**WRITTEN REQUEST**
Reproduce the rows below, starting at the line that contains "Reviewer note: every instance of the cabinet door" and continuing through the final row, replacing "keypoint" with "marker" and leaving everything else unchanged.

**SUPPLIED RECORDS**
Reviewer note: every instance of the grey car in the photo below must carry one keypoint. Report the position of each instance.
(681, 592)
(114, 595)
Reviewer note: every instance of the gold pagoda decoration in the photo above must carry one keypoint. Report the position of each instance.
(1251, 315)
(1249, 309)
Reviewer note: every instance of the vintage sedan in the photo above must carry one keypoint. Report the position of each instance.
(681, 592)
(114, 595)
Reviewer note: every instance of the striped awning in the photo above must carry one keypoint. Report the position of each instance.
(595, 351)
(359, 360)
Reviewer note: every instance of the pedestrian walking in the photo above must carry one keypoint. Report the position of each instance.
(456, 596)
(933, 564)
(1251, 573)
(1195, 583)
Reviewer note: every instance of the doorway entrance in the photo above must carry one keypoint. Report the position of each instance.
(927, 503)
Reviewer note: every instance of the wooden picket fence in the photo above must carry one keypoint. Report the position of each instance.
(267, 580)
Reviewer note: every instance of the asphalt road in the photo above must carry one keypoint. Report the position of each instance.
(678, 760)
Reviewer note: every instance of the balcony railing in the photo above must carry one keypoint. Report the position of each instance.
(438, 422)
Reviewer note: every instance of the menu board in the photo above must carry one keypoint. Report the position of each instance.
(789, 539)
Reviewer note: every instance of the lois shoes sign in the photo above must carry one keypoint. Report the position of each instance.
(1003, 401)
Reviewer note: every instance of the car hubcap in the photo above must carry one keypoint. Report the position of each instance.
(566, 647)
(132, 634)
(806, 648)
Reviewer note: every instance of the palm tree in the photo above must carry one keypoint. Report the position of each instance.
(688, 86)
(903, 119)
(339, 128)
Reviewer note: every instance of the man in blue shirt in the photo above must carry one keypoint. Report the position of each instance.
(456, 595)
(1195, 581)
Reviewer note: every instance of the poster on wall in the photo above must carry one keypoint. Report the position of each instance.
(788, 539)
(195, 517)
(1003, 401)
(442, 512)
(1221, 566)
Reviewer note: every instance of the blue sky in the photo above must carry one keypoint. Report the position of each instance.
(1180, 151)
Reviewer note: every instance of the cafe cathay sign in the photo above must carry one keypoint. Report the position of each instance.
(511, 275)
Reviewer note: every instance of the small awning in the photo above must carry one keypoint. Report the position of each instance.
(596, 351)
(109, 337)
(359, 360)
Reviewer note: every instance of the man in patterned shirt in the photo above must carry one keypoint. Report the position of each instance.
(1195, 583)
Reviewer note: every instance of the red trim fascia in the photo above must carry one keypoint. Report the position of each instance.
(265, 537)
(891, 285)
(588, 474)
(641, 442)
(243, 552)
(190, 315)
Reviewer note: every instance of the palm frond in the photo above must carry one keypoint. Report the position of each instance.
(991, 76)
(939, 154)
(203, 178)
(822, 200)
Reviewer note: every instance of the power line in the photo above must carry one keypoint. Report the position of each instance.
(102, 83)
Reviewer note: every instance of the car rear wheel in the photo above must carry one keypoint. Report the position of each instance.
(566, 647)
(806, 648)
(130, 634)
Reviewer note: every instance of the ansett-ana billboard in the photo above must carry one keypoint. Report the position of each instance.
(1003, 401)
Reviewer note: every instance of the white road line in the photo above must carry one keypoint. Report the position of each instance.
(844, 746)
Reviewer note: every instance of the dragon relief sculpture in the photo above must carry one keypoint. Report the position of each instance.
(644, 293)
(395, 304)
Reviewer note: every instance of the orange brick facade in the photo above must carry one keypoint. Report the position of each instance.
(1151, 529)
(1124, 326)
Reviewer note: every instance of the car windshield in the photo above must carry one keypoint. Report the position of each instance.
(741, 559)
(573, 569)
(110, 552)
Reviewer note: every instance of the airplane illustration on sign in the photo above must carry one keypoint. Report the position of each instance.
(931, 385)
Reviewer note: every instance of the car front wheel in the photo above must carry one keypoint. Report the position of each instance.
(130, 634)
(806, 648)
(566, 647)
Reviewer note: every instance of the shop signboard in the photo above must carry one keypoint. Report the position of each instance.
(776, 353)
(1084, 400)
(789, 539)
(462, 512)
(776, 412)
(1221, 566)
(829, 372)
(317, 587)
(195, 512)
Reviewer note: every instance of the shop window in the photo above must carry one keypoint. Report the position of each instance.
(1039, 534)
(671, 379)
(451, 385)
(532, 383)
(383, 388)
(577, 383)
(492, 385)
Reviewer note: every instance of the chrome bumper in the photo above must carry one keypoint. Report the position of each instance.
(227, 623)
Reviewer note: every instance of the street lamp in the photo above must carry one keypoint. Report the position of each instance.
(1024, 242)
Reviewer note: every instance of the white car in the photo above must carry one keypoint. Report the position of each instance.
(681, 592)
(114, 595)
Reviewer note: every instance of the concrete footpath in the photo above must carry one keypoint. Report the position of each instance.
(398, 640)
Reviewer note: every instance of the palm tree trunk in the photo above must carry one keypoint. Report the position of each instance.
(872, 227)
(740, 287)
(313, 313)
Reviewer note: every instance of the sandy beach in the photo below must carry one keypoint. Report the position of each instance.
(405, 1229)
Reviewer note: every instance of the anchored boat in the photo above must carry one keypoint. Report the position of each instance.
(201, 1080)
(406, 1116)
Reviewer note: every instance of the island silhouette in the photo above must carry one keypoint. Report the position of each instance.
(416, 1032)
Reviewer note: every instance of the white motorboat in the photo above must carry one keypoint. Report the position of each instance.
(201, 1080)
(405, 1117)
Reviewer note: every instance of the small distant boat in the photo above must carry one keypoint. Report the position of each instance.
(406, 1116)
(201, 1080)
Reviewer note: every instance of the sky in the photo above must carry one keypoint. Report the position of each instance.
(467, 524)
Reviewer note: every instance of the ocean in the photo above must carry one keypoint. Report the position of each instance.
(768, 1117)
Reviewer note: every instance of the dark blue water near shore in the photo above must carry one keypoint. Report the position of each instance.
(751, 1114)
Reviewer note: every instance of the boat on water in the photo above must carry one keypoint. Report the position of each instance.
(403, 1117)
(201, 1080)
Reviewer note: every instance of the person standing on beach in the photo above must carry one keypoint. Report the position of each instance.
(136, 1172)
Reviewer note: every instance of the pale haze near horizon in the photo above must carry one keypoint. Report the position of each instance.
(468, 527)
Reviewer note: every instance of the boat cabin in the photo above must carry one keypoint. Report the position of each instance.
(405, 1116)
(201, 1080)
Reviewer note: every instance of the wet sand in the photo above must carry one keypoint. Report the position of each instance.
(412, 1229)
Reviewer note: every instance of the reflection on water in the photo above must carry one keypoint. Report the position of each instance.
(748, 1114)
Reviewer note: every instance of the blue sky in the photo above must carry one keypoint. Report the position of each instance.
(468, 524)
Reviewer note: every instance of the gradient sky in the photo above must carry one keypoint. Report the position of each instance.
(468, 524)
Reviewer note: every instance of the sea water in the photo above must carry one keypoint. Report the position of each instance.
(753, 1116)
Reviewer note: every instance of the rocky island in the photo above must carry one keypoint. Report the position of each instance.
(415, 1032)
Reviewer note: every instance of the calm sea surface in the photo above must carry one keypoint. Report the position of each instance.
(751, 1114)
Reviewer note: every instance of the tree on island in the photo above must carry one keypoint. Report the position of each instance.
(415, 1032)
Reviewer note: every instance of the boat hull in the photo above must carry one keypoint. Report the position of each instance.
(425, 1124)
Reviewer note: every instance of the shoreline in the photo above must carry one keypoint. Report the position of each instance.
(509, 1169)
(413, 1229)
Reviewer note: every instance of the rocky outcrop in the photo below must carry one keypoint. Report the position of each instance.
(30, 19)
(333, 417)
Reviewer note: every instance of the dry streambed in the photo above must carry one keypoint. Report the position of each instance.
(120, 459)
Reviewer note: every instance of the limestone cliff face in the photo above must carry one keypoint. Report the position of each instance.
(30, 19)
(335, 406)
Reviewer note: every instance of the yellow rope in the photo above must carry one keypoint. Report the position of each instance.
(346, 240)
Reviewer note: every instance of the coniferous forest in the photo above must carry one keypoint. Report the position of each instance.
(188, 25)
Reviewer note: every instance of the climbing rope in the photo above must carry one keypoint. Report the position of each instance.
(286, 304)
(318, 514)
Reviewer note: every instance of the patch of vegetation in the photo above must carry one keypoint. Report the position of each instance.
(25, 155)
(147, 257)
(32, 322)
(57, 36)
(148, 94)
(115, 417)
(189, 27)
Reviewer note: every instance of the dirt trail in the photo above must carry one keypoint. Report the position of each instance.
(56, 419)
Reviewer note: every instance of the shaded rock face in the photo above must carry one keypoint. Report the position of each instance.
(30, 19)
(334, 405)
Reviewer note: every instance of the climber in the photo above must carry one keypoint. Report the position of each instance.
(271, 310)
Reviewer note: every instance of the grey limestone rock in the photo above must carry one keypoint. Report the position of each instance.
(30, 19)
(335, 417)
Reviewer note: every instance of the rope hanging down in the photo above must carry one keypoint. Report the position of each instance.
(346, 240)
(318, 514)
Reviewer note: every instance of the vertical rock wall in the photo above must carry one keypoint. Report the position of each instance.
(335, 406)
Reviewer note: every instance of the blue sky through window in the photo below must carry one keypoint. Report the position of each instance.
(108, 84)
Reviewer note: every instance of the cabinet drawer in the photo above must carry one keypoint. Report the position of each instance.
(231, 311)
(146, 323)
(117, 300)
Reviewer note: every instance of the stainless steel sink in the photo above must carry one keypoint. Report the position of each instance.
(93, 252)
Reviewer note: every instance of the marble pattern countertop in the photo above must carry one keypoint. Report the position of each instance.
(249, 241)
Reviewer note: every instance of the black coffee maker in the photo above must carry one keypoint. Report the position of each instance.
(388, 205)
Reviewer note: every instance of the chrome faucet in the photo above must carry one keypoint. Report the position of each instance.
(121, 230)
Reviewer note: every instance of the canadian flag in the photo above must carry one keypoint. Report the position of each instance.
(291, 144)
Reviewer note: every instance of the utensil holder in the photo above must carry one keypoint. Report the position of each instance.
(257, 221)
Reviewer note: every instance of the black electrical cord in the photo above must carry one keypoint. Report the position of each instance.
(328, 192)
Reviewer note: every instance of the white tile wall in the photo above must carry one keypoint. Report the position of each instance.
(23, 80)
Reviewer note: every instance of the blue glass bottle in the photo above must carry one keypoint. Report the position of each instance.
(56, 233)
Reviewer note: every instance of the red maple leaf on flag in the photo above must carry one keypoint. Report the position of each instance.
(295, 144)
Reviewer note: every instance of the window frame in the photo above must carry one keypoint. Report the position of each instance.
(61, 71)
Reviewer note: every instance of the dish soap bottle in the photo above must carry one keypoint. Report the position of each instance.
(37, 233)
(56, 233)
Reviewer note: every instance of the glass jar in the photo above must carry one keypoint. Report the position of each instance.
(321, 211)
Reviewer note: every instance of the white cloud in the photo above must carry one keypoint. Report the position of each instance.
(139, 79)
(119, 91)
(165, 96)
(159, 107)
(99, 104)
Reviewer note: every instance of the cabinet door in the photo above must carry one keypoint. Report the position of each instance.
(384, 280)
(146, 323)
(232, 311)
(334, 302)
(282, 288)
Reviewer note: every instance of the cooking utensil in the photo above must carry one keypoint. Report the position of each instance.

**SOLVED EXERCISE**
Reviewer note: every instance of the cabinet door in the photo above must carry one marker. Report the position of each instance.
(384, 280)
(146, 323)
(232, 311)
(334, 302)
(282, 288)
Reviewer note: every instance of the cooking utensil in the photo above must carry one marker. Report the position of each instance.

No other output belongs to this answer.